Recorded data
--- Begin ---

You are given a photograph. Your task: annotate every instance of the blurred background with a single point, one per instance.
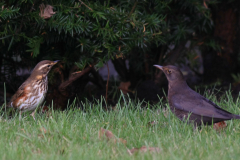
(108, 48)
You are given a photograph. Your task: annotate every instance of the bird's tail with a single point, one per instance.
(236, 116)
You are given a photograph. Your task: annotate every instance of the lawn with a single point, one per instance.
(74, 134)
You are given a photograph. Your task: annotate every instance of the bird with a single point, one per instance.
(189, 105)
(32, 92)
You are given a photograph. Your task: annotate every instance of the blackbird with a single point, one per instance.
(188, 104)
(33, 91)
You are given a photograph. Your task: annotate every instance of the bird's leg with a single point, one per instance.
(33, 115)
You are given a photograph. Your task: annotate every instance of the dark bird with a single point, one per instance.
(33, 91)
(186, 103)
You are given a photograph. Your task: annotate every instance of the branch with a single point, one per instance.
(107, 82)
(72, 78)
(134, 6)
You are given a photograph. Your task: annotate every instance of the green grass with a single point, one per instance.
(73, 134)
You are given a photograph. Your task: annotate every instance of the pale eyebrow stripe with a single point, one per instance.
(43, 66)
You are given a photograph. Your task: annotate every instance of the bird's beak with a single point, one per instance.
(54, 62)
(159, 67)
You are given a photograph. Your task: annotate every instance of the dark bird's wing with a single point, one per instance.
(20, 92)
(199, 105)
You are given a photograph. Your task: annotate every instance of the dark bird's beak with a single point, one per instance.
(159, 67)
(54, 62)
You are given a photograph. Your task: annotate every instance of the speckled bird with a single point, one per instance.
(32, 92)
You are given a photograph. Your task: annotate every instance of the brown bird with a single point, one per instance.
(186, 103)
(33, 91)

--- End ---

* **Do this**: Leave every image out, and retype the material exactly.

* **Task solution**:
You are given a photograph. Your task: annotate every instance of the blurred background with a single point, one per instance.
(108, 48)
You are given a photograph. Your task: annotate every instance of the bird's tail with a single point, one per instance.
(236, 116)
You are given a photograph. Your task: annotate every instance of the lawn with a single point, one per instance.
(74, 134)
You are given a photograph. Your task: annotate every instance of the bird with a single point, one per instance.
(189, 105)
(32, 92)
You are given a photograph. Your task: annotate every instance of the blackbird with a single point, one per instance.
(188, 104)
(33, 91)
You are given a photograph. Your task: annotate every instance of the bird's leg with a single point, one per instance.
(33, 115)
You are given a photograph. Your task: annotate every instance of the dark bird with a single point, one per instance.
(33, 91)
(186, 103)
You are given a photograph. Your task: annotate every instance of the branch with a single point, one per instance.
(107, 82)
(72, 78)
(134, 6)
You are given a photograph. Your task: annotate every instance of the green grass with a single point, one per instance.
(73, 134)
You are given a photograph. Your task: annotate every instance of the pale eyebrow stripe with a single point, one per instance.
(43, 66)
You are given a photograph. Your task: annotate every instance of the bird's beak with a single point, one per instance.
(54, 62)
(159, 67)
You are given a photograph. Your task: annotate every instance of the dark bird's wing with a single point, one per instance.
(20, 92)
(199, 105)
You are given a photograph. Your task: annotate every instance of the dark bird's beak with a single point, one per instance.
(159, 67)
(54, 62)
You are given a photograph. Your task: annotate every instance of the speckled bird with a single point, one per instance.
(32, 92)
You are given a photograph. Your task: annotate every instance of the brown bird with a single point, one per instance.
(186, 103)
(33, 91)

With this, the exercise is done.